Aim: Express the listing below as a JSON list of strings, one string per line, from its first line through the line containing "[(520, 323)]", including that line. Leave out any blank lines.

Dataset extract:
** begin **

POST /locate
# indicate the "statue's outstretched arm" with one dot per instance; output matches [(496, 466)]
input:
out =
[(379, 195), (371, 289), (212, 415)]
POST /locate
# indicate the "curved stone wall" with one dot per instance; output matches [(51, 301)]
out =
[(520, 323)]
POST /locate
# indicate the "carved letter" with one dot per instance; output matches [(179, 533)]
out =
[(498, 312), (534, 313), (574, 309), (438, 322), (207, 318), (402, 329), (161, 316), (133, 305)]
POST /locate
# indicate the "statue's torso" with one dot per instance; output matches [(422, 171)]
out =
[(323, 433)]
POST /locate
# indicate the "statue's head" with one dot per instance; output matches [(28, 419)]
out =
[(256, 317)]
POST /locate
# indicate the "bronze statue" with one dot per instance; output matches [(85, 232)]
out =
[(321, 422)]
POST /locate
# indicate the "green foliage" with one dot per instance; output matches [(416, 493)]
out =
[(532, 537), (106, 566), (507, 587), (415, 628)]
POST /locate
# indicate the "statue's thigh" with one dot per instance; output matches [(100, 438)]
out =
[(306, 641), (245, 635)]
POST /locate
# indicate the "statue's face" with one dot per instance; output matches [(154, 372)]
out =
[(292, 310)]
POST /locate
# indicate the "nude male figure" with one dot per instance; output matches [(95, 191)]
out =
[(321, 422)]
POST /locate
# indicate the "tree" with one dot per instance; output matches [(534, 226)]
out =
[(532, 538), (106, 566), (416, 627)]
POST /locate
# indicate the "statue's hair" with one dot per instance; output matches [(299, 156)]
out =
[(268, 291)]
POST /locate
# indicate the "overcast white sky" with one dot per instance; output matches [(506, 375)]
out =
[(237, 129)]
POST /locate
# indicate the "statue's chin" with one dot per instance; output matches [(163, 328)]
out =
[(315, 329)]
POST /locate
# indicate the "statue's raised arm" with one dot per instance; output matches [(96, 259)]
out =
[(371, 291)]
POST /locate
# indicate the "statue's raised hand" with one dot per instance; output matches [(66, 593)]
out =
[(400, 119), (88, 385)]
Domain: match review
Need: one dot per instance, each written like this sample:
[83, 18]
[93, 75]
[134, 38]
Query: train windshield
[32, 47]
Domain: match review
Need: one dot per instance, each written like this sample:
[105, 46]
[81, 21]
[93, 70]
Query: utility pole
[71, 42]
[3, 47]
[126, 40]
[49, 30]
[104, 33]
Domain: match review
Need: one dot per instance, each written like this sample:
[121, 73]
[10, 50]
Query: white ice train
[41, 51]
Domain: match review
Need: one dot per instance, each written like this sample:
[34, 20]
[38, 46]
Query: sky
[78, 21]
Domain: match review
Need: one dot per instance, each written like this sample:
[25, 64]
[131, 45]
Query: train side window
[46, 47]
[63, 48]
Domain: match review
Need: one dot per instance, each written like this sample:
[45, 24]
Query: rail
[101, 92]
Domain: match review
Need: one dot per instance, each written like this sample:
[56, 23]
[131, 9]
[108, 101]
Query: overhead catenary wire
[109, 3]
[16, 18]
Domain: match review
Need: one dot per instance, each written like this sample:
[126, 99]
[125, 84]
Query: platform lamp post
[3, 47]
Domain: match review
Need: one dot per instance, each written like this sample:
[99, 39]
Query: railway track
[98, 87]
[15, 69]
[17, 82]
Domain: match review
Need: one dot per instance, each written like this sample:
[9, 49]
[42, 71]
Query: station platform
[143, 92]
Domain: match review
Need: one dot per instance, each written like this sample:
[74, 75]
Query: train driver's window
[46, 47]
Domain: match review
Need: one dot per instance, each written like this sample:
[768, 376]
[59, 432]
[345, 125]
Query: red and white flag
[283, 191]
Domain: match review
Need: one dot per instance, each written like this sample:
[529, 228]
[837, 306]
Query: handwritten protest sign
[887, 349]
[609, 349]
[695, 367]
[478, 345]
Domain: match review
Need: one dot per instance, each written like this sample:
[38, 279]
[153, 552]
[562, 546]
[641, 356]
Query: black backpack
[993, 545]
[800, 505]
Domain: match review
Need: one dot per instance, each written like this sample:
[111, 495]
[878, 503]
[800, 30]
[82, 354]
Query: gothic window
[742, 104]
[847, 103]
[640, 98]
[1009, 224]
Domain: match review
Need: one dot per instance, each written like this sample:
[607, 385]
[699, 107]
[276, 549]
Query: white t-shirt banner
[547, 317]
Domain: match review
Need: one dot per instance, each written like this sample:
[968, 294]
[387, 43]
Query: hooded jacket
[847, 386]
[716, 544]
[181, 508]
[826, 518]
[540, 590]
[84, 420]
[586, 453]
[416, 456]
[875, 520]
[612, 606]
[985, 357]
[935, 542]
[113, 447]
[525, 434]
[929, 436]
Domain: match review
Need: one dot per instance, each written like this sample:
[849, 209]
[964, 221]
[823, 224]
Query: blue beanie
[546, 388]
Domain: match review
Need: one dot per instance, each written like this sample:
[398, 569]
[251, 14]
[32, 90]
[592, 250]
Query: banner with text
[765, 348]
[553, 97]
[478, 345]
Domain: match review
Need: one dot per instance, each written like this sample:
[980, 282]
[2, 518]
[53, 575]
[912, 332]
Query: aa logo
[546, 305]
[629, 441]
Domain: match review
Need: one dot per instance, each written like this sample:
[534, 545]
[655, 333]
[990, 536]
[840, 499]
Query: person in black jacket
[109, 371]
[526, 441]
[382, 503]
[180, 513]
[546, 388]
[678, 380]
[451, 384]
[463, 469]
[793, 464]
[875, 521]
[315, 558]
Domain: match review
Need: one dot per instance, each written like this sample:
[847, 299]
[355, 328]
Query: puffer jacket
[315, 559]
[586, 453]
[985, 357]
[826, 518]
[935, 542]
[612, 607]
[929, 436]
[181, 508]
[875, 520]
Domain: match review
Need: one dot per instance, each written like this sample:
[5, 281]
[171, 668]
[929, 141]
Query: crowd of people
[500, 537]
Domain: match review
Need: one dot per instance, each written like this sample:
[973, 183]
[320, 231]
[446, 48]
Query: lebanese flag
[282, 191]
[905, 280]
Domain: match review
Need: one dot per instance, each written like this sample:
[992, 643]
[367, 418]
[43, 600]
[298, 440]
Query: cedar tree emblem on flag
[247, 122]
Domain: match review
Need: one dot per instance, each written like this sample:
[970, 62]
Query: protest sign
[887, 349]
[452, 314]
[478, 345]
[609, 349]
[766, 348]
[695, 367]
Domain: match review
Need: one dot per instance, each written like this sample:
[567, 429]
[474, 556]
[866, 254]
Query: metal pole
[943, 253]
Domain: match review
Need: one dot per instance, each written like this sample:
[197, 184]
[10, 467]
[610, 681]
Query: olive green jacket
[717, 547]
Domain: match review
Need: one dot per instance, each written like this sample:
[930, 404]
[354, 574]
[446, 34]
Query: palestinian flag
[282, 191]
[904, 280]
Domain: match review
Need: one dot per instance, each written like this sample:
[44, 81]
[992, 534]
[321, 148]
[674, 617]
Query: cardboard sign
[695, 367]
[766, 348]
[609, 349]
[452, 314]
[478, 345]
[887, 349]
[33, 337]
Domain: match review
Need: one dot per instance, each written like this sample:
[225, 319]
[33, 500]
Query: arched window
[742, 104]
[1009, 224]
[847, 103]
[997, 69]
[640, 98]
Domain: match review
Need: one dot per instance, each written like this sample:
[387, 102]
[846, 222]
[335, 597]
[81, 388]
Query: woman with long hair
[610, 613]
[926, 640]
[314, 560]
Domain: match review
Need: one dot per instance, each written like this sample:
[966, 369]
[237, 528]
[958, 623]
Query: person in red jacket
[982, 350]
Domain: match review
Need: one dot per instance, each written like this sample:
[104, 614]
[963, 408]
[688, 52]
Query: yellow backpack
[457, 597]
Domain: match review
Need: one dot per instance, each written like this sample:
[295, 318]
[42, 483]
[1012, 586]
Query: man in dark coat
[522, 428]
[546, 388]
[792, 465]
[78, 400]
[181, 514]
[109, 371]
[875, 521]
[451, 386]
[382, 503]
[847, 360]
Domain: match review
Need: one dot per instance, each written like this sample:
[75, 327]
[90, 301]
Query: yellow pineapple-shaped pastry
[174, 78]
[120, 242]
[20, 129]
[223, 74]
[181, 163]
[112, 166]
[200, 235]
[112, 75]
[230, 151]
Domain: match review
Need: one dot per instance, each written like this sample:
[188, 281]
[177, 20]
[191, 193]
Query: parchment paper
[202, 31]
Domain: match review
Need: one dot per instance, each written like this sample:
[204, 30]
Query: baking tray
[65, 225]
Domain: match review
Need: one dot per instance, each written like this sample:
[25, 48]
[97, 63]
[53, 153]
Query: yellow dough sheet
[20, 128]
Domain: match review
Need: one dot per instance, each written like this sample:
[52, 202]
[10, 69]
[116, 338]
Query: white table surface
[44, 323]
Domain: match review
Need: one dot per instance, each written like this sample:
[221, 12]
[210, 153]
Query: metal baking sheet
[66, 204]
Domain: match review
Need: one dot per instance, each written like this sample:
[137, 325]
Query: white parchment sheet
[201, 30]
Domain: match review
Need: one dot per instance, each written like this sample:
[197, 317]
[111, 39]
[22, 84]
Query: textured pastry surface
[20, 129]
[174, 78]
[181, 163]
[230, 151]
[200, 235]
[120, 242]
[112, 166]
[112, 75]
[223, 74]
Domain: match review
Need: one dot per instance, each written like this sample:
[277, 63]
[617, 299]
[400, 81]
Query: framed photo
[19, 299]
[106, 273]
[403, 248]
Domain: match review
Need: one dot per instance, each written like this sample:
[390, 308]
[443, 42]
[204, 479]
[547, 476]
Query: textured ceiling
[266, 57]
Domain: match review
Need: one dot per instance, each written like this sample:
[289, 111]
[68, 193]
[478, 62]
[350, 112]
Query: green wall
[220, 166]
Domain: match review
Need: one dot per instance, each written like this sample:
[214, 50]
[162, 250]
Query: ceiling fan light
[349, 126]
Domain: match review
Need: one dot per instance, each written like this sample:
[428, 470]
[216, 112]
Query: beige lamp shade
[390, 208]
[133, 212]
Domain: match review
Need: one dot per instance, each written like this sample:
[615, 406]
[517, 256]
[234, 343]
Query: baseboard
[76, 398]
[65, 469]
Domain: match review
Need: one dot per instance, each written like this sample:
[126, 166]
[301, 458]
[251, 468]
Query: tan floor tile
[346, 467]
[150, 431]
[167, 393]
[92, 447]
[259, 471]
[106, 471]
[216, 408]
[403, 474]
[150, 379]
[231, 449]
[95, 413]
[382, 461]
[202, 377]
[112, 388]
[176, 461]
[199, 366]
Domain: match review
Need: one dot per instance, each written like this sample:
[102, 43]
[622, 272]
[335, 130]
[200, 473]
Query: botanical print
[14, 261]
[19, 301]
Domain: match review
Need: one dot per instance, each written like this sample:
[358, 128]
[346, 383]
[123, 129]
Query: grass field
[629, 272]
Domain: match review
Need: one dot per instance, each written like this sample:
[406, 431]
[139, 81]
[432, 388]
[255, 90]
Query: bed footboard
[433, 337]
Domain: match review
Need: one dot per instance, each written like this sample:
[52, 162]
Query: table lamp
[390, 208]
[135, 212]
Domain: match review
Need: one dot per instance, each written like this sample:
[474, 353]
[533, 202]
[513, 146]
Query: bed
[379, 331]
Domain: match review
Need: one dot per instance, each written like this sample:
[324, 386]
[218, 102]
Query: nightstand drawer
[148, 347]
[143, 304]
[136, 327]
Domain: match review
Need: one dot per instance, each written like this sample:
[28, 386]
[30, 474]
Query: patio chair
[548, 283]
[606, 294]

** end **

The reply:
[
  "POST /locate",
  "# indicate the \"statue's outstretched arm\" with one dot per instance; output matches [(496, 466)]",
  "input:",
  "out =",
  "[(379, 195), (371, 289), (212, 415)]",
  "POST /locate",
  "# indicate the \"curved stone wall\" with one dot per instance; output matches [(51, 301)]",
  "out =",
  "[(520, 323)]"
]